Format the data below as a numbered list, from the line that contains "For each instance of the steep" through the end of the data, both included. Leave out any blank lines.

----

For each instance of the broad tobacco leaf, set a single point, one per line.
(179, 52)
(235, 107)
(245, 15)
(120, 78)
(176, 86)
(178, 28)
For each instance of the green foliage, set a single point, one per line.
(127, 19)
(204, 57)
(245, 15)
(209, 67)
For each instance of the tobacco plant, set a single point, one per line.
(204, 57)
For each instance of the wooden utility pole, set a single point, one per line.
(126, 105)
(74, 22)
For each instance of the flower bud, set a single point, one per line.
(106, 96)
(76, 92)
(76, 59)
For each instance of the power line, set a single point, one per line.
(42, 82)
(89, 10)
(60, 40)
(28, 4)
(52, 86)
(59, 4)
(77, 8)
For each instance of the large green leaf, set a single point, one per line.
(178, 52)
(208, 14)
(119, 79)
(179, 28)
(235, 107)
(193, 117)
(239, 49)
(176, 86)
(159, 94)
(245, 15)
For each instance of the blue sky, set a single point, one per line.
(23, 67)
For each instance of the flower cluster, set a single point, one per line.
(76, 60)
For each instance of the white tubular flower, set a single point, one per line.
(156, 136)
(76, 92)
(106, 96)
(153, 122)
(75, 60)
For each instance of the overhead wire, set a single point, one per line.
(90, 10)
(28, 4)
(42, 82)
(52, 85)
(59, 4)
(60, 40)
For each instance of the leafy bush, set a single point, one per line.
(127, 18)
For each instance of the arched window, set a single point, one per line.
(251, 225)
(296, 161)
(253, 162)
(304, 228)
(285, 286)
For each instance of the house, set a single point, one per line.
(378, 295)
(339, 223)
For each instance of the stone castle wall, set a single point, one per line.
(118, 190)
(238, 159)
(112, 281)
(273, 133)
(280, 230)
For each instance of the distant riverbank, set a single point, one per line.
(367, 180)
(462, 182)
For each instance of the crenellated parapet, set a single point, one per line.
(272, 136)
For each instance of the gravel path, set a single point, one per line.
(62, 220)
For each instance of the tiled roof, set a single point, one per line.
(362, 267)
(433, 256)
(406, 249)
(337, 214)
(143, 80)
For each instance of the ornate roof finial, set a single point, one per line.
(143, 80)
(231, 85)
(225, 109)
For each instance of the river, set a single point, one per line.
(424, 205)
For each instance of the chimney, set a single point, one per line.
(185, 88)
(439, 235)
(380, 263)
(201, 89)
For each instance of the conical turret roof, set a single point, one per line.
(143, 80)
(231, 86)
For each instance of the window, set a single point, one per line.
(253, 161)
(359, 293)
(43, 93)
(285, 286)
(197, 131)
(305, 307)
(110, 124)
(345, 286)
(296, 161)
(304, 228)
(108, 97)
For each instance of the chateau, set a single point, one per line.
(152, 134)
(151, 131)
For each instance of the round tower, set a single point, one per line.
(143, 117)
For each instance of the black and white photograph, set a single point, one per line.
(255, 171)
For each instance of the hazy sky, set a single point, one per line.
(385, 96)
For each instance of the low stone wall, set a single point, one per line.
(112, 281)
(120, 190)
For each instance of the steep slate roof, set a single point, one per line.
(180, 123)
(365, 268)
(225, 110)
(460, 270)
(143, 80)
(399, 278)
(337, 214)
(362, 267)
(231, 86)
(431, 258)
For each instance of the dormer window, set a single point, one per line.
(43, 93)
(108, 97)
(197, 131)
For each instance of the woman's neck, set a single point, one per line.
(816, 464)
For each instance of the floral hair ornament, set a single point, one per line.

----

Full output:
1. For each instance of the steep slate roof, set a single point, one per line.
2. (180, 123)
3. (365, 268)
4. (225, 110)
5. (460, 270)
6. (143, 80)
7. (399, 278)
8. (337, 214)
9. (362, 267)
10. (231, 86)
11. (431, 258)
12. For each instance of the dormer window, set a single point, one per line.
13. (43, 93)
14. (108, 97)
15. (197, 131)
16. For each instance of the woman's neck, set a single point, one per line.
17. (816, 464)
18. For each instance of the floral hair ornament, set a single point, one per line.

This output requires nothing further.